# Input
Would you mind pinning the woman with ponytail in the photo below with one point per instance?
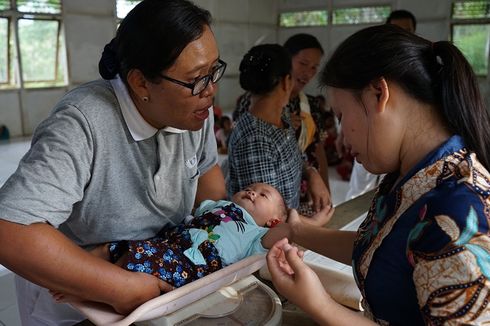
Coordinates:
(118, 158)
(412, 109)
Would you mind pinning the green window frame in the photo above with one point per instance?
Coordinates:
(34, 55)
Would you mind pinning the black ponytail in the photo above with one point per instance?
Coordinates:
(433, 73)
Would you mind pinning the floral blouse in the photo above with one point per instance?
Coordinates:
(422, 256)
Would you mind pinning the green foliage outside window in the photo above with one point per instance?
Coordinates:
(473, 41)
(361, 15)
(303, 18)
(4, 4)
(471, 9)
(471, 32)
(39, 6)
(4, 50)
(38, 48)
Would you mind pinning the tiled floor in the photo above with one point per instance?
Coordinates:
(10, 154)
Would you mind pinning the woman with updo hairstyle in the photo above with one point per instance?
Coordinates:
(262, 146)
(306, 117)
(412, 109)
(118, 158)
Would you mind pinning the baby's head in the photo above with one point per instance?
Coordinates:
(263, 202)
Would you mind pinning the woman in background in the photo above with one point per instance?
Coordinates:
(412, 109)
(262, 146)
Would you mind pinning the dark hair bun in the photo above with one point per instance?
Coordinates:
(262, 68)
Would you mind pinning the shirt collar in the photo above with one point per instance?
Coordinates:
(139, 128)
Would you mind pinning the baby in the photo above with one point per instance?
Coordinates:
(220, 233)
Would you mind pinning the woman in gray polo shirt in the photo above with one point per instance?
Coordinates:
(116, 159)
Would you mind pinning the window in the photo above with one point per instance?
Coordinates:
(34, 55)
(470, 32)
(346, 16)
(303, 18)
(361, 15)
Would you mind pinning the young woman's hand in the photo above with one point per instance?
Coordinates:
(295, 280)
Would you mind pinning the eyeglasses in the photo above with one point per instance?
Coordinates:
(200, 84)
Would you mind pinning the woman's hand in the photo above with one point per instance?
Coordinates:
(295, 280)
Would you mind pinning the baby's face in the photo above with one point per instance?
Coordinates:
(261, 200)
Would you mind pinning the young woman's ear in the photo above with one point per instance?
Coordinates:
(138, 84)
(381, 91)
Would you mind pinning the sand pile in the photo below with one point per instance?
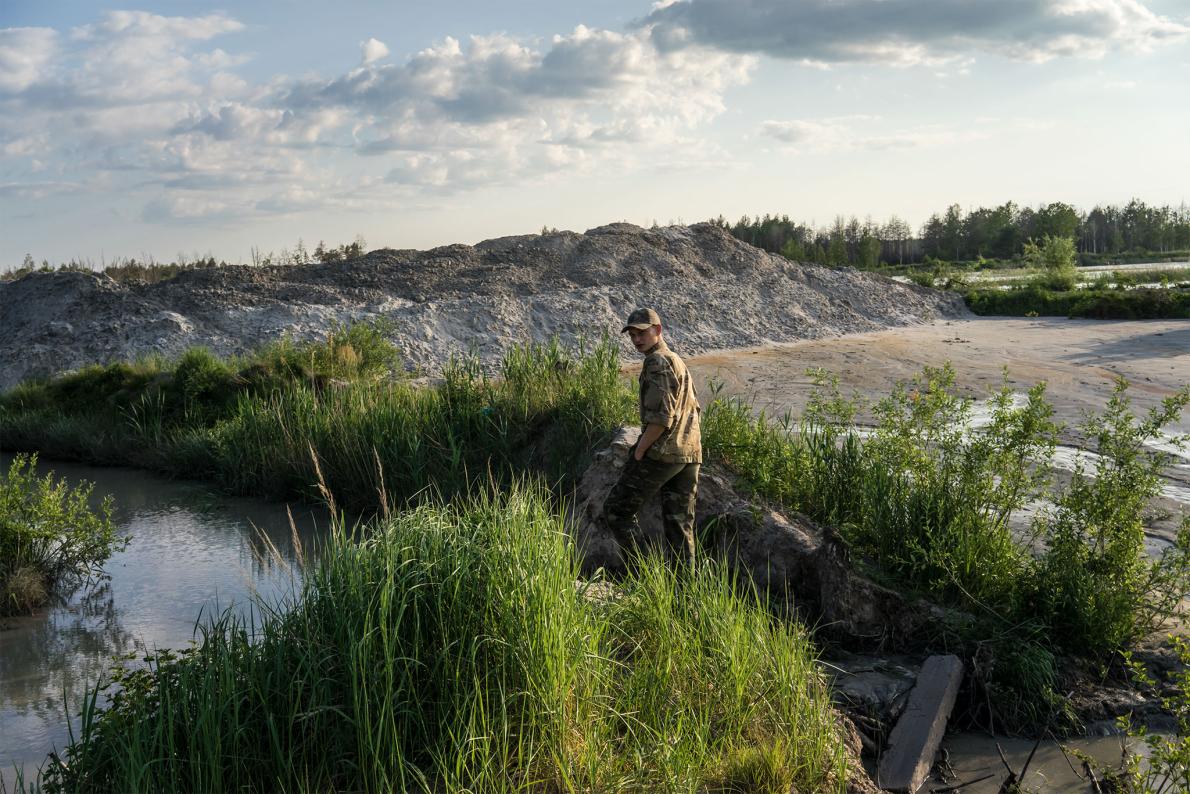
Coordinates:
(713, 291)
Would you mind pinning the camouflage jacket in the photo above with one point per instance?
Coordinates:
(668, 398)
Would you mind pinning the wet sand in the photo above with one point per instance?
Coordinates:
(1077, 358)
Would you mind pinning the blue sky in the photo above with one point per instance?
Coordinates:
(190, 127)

# Required work
The result should be the full listing, retyped exactly and free of pictures.

# Reply to the task
Would you mind pinning the woman with ponytail in the photo below with one point per instance?
Coordinates:
(118, 158)
(412, 109)
Would you mind pinning the green window frame in the photo above with one point per instance?
Coordinates:
(34, 55)
Would you mind pinning the black ponytail in the photo above with one point per instance?
Coordinates:
(433, 73)
Would you mind pinning the floral blouse in the photo above with one point per instance?
Coordinates:
(422, 256)
Would you mind pinning the green foliage outside window in the photo above with one point per instance?
Coordinates:
(473, 41)
(361, 15)
(303, 18)
(4, 4)
(471, 9)
(471, 32)
(39, 6)
(4, 50)
(38, 48)
Would you mind pinning the tiled floor in the photo above with one point per instance?
Coordinates:
(10, 154)
Would you mind pinning the woman with updo hairstyle in the photo above with one point per instance?
Coordinates:
(262, 146)
(306, 117)
(412, 109)
(118, 158)
Would you mind pinning the baby's head in the photo above with one point per instance?
Coordinates:
(263, 202)
Would you mind pinning the woman in background in the photo above with one point per instance?
Coordinates:
(412, 109)
(262, 146)
Would you mind pinning the dark hair bun in the photo above with one point per instance?
Coordinates:
(262, 68)
Would you mind pinning the shirt collar in the photo above with one point per instance?
Coordinates:
(139, 128)
Would you mind pinning the baby in the photo above with one point per instance?
Coordinates:
(220, 233)
Would you mind pinning the woman in gray polo shirt in the photo above with one point per instance?
Coordinates:
(116, 159)
Would you mind pinning the window in the photo above with one point per instance?
Coordinates:
(34, 55)
(470, 32)
(346, 16)
(303, 18)
(361, 15)
Would you mind pinning the young woman's hand in the photo above with one point per instance?
Coordinates:
(295, 280)
Would you mind pinning the eyeglasses in the photo above with one point per instance?
Coordinates:
(200, 84)
Would you mind pinning the woman's hand in the photo above with one point per instance?
Coordinates:
(295, 280)
Would you mind pinning the baby's face in the photo above with one point per instance?
Coordinates:
(261, 200)
Would you mind pinning the young woman's ear in the photo above with one point per instance?
Coordinates:
(138, 84)
(381, 91)
Would you mind pinning the sand pile in the photo below with one point per instance?
Coordinates:
(713, 291)
Would you mind pinning the camouflage jacket in the photo above with one point per instance?
Coordinates:
(668, 398)
Would you mind pinning the wet sand in the photo above with one point per instance?
Coordinates:
(1077, 358)
Would you mind pinning the blue sky in the photo above with one point per instance?
Coordinates:
(190, 127)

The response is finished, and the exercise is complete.